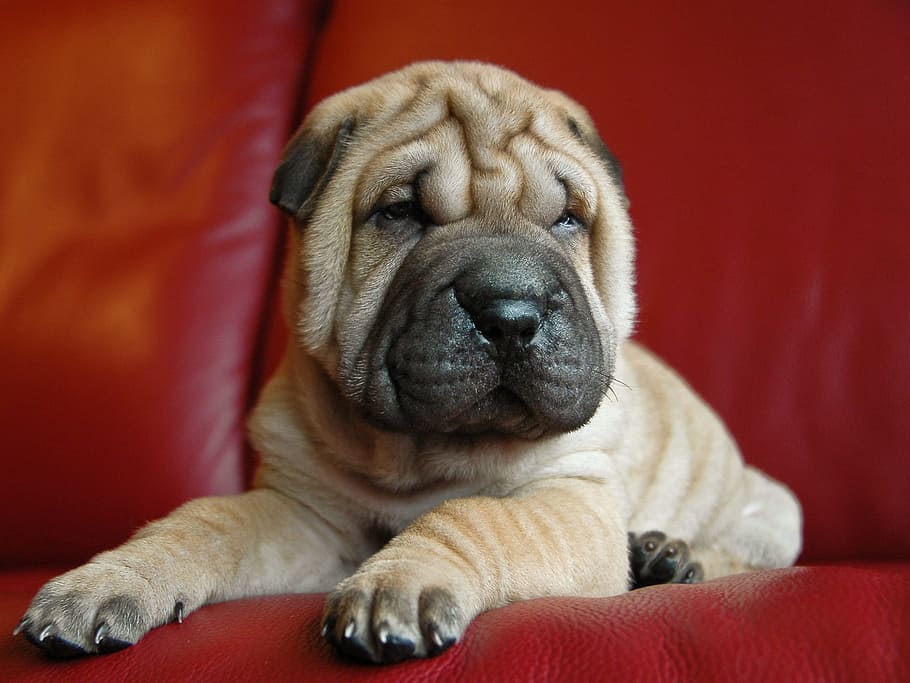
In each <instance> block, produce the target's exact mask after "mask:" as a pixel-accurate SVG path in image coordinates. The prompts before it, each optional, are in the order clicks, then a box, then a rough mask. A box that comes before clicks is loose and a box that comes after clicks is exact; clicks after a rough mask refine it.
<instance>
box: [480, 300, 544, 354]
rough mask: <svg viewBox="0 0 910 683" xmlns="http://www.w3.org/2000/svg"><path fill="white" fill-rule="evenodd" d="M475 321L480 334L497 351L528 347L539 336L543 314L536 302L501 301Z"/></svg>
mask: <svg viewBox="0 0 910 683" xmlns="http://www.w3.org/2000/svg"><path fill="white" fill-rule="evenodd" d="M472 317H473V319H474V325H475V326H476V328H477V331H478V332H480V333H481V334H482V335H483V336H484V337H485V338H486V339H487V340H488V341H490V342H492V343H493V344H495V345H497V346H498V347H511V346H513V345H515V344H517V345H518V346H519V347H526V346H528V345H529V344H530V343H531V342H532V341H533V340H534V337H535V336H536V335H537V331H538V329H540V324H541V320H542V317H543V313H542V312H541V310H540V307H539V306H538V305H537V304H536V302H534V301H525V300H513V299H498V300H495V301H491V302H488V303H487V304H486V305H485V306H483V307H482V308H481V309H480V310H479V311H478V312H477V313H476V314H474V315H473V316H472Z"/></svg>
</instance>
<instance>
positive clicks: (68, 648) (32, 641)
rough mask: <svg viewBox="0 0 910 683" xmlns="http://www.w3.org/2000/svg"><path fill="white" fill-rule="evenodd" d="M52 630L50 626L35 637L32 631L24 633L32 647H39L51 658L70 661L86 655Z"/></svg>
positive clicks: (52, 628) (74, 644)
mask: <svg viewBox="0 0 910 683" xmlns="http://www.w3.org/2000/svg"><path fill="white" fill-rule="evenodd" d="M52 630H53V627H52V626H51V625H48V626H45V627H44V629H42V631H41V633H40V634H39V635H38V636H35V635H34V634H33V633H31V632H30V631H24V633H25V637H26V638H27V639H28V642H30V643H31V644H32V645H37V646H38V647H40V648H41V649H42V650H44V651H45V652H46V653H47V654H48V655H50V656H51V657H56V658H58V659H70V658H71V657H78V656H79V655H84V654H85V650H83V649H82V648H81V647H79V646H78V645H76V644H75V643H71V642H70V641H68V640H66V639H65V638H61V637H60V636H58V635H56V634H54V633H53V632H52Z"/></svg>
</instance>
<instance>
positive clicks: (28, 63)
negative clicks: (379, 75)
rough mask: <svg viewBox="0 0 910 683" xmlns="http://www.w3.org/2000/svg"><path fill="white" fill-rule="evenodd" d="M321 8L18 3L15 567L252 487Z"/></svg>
= = = = = = =
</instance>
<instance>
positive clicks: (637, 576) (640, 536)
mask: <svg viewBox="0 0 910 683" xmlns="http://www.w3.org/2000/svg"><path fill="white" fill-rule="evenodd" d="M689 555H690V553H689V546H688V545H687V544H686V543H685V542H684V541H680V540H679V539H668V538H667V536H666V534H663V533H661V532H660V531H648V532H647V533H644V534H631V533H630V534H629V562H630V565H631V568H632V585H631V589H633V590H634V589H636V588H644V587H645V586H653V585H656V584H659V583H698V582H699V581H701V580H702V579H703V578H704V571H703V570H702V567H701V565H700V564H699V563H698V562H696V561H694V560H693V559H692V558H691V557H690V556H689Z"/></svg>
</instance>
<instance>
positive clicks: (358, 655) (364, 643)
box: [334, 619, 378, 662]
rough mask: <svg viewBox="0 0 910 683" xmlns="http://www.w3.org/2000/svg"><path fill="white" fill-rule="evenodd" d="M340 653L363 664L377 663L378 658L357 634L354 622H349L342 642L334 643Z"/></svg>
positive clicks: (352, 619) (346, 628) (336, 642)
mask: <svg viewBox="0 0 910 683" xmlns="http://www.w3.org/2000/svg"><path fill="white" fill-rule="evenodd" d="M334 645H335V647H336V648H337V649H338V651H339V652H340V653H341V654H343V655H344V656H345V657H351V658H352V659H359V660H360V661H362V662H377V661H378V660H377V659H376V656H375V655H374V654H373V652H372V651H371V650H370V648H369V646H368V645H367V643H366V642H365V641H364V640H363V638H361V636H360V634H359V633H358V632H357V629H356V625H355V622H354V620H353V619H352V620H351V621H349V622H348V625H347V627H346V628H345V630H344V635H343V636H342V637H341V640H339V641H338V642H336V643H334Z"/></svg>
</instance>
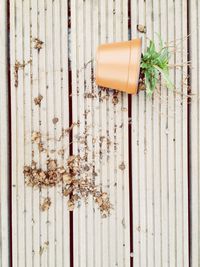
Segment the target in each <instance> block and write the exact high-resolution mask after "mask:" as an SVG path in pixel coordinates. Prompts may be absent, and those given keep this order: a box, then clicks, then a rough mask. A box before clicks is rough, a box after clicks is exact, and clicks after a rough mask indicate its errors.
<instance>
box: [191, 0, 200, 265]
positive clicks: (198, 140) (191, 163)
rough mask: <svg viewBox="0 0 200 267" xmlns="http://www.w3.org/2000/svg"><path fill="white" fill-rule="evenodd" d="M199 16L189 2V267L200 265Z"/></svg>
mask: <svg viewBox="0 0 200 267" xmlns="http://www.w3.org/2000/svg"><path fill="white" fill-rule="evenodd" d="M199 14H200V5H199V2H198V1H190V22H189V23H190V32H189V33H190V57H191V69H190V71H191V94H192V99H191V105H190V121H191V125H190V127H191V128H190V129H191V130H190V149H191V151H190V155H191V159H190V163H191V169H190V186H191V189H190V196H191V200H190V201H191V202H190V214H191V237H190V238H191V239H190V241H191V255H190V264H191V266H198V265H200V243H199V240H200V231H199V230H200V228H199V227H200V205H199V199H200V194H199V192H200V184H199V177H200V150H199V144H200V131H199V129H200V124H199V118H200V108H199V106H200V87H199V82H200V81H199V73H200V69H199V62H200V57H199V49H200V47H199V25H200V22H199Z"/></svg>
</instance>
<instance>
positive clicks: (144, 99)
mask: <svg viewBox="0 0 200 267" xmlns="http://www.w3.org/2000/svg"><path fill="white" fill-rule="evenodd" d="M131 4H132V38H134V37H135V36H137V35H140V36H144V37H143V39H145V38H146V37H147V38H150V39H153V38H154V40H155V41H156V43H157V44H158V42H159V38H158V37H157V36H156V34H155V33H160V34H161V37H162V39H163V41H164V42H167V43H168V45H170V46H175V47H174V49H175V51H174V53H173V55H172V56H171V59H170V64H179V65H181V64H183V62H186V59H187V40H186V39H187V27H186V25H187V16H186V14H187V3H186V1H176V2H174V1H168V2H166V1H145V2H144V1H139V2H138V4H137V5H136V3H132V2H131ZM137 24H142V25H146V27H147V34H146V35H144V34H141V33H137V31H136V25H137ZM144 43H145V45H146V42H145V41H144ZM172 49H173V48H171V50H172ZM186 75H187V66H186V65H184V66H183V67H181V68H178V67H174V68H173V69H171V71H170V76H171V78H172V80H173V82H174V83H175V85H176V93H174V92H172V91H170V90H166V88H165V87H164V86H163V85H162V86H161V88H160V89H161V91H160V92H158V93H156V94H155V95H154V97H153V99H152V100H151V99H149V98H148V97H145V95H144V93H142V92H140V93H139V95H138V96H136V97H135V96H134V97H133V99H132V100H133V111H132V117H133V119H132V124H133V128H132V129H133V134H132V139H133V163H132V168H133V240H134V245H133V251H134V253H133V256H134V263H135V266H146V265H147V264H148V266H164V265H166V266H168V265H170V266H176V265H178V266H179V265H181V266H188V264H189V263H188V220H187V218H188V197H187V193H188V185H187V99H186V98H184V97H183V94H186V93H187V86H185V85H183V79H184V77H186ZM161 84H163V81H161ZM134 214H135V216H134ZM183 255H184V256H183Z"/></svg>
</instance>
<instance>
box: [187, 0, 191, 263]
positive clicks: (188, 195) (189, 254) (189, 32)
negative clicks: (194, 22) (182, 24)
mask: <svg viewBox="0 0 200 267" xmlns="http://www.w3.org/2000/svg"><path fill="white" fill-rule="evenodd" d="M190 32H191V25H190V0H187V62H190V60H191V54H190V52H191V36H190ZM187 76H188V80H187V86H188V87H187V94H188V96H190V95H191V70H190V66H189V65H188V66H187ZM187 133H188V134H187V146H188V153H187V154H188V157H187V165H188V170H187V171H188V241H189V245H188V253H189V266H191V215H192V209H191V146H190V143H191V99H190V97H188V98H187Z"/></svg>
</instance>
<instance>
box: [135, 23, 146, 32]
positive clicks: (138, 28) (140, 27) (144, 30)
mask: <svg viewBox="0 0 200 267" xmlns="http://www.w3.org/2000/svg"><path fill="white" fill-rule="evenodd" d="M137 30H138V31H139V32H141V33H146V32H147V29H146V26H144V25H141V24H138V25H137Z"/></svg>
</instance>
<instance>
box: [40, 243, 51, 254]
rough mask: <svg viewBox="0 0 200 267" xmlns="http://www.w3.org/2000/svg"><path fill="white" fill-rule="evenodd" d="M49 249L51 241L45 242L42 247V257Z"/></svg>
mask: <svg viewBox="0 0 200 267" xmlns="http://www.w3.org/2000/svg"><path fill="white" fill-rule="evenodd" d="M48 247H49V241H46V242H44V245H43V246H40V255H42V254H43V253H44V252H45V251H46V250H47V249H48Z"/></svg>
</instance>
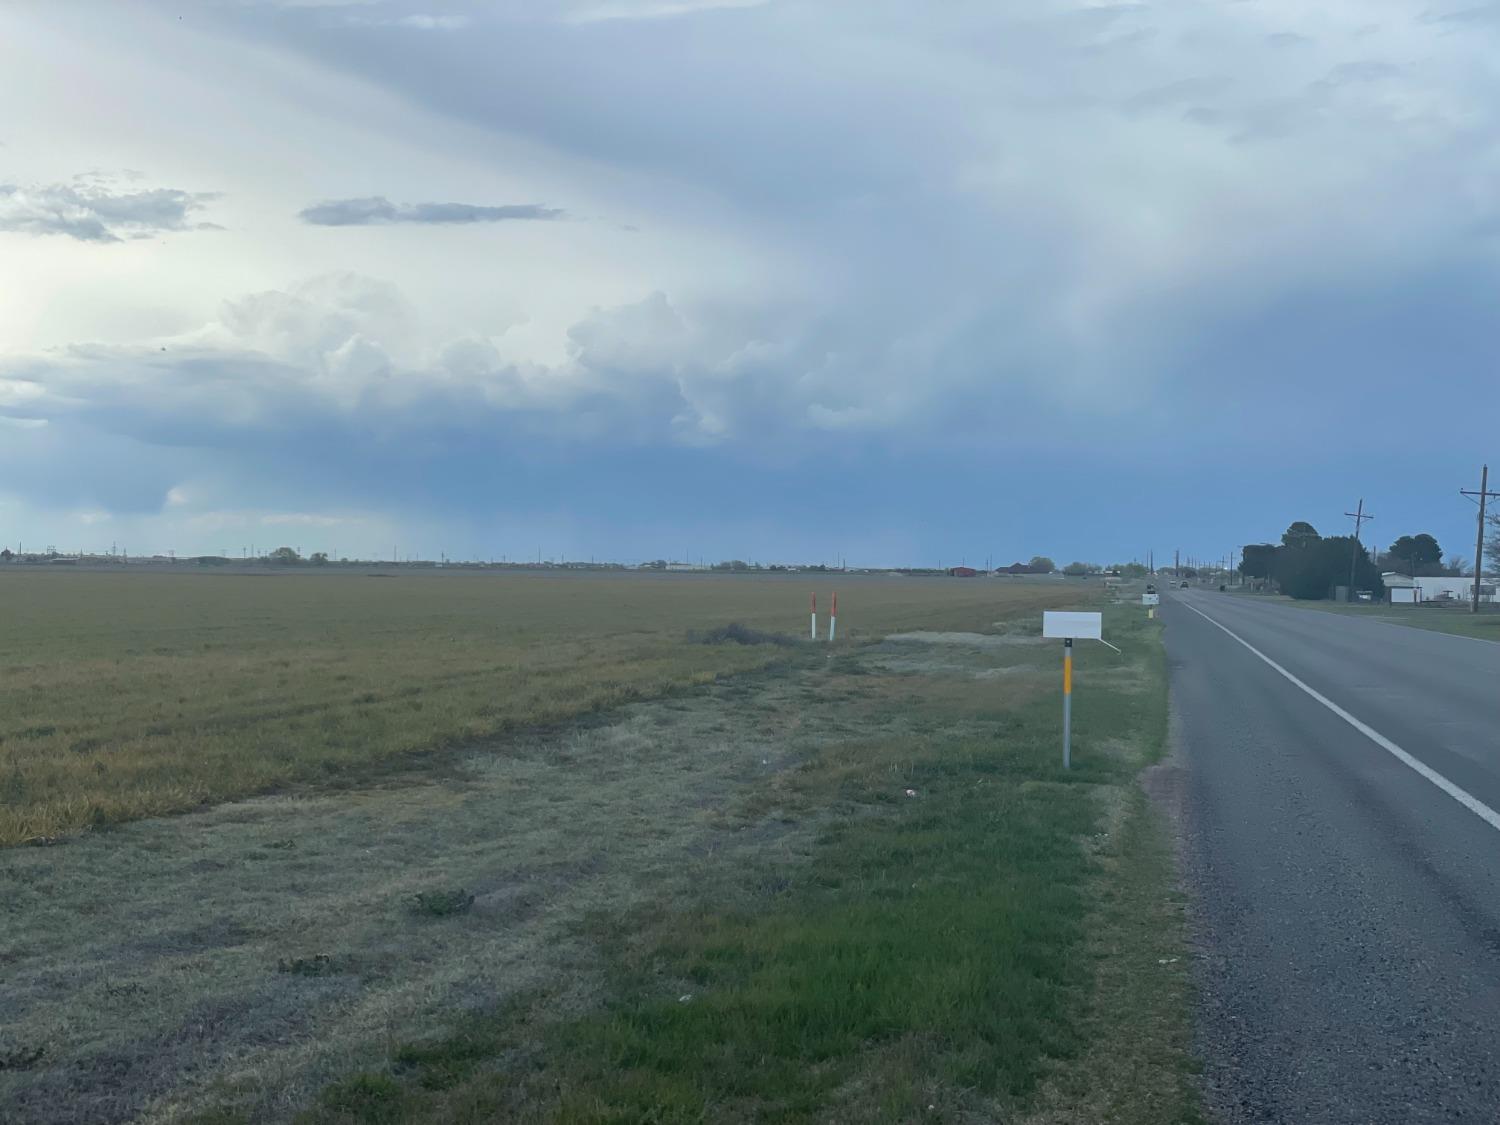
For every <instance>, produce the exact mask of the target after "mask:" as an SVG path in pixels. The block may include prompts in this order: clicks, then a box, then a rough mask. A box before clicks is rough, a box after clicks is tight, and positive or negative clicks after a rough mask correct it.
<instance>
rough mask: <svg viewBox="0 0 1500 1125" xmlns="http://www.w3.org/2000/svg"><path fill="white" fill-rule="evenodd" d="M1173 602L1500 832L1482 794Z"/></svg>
= = = = = = =
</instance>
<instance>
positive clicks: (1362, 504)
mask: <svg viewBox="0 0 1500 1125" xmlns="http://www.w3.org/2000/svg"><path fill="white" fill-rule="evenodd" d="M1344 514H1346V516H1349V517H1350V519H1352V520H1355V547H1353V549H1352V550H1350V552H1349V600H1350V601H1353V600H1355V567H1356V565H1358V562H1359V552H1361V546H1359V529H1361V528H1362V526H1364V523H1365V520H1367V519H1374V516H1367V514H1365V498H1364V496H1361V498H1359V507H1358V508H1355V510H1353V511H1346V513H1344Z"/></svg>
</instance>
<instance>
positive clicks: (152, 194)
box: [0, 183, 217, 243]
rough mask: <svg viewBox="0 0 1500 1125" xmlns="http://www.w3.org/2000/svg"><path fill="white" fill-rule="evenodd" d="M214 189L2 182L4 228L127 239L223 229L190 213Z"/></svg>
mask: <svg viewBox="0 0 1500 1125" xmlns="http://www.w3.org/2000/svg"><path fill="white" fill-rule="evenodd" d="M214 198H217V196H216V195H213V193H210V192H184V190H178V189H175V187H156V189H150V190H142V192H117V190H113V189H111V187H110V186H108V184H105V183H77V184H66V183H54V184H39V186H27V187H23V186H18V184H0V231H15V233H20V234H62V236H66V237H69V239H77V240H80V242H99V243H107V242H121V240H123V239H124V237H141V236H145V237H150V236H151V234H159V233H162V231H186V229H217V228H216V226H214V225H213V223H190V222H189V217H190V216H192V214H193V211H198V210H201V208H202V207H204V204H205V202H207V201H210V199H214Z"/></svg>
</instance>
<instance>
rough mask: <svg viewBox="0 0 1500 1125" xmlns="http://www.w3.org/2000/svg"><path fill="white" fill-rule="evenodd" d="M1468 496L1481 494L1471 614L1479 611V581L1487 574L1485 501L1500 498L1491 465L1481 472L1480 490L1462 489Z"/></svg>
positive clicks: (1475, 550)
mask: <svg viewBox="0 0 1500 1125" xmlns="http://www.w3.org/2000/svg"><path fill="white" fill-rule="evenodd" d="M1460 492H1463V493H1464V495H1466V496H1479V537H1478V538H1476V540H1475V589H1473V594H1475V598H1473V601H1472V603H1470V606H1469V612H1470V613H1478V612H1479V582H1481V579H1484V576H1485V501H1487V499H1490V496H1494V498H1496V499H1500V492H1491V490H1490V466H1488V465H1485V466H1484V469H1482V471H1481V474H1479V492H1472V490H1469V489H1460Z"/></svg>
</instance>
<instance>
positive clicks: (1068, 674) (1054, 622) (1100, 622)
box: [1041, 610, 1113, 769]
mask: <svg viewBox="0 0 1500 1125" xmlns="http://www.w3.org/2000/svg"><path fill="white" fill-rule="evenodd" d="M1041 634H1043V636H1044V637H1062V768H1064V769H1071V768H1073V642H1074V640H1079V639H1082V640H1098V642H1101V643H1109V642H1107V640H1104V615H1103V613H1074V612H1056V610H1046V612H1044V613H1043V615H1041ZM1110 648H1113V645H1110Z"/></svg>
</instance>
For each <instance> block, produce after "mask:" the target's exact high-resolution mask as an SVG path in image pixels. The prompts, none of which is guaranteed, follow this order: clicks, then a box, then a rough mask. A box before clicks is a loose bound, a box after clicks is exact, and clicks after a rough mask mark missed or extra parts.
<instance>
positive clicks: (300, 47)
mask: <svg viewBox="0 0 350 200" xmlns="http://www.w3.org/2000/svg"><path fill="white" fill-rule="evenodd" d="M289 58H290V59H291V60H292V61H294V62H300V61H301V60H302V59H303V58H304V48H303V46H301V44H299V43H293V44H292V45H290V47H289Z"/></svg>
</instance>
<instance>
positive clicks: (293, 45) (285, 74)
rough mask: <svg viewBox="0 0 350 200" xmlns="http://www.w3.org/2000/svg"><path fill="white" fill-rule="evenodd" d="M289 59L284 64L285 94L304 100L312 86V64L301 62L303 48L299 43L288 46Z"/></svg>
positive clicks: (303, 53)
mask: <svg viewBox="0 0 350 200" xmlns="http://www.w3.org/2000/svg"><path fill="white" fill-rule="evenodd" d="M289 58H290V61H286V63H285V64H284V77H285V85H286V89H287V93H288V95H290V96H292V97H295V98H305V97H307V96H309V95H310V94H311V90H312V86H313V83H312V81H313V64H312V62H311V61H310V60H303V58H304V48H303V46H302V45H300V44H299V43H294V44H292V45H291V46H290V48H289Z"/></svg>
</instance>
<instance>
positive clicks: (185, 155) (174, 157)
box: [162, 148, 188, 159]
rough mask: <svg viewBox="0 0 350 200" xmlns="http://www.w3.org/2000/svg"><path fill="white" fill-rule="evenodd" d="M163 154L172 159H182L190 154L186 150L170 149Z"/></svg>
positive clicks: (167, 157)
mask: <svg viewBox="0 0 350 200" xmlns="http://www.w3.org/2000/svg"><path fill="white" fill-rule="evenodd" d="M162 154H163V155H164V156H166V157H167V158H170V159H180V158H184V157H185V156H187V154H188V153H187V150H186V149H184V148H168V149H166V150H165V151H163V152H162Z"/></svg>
= = = = = = =
- **EXERCISE INSTRUCTIONS**
Only one part of the material above is to be transcribed, namely the lines starting with the line that has "positive clicks: (1362, 504)" and going on through the line that has "positive clicks: (1068, 674)", exactly as they stand.

- **OUTPUT OF THE EXERCISE**
positive clicks: (1362, 504)
mask: <svg viewBox="0 0 1500 1125" xmlns="http://www.w3.org/2000/svg"><path fill="white" fill-rule="evenodd" d="M1344 514H1346V516H1349V517H1350V519H1352V520H1355V547H1353V549H1352V550H1350V552H1349V600H1350V601H1353V600H1355V567H1356V565H1358V562H1359V552H1361V546H1359V529H1361V528H1362V526H1364V523H1365V520H1367V519H1374V516H1367V514H1365V498H1364V496H1361V498H1359V507H1358V508H1355V510H1353V511H1346V513H1344Z"/></svg>
</instance>
<instance>
positive clicks: (152, 194)
box: [0, 183, 217, 243]
rough mask: <svg viewBox="0 0 1500 1125" xmlns="http://www.w3.org/2000/svg"><path fill="white" fill-rule="evenodd" d="M214 189L2 182L4 228L127 239L223 229L190 213Z"/></svg>
mask: <svg viewBox="0 0 1500 1125" xmlns="http://www.w3.org/2000/svg"><path fill="white" fill-rule="evenodd" d="M214 198H217V196H216V195H213V193H210V192H184V190H178V189H175V187H156V189H150V190H142V192H117V190H113V189H111V187H110V186H108V184H105V183H77V184H66V183H54V184H39V186H27V187H23V186H18V184H0V231H15V233H20V234H62V236H66V237H69V239H77V240H80V242H99V243H107V242H121V240H123V239H124V237H141V236H145V237H150V236H151V234H159V233H162V231H186V229H217V228H216V226H214V225H213V223H190V222H189V217H190V216H192V214H193V211H198V210H201V208H202V207H204V204H205V202H207V201H210V199H214Z"/></svg>
</instance>
<instance>
rough mask: <svg viewBox="0 0 1500 1125" xmlns="http://www.w3.org/2000/svg"><path fill="white" fill-rule="evenodd" d="M1468 496L1481 494L1471 614L1479 611V581L1487 574L1485 501L1500 498L1491 465L1481 472L1480 490L1462 489Z"/></svg>
positive clicks: (1475, 550)
mask: <svg viewBox="0 0 1500 1125" xmlns="http://www.w3.org/2000/svg"><path fill="white" fill-rule="evenodd" d="M1460 492H1463V493H1464V495H1466V496H1479V537H1478V538H1476V540H1475V589H1473V594H1475V598H1473V601H1472V603H1470V606H1469V612H1470V613H1478V612H1479V582H1481V579H1484V576H1485V501H1487V499H1490V496H1494V498H1496V499H1500V492H1491V490H1490V466H1488V465H1485V466H1484V469H1482V471H1481V474H1479V492H1472V490H1469V489H1460Z"/></svg>
</instance>
<instance>
positive clicks: (1068, 674) (1054, 622) (1100, 622)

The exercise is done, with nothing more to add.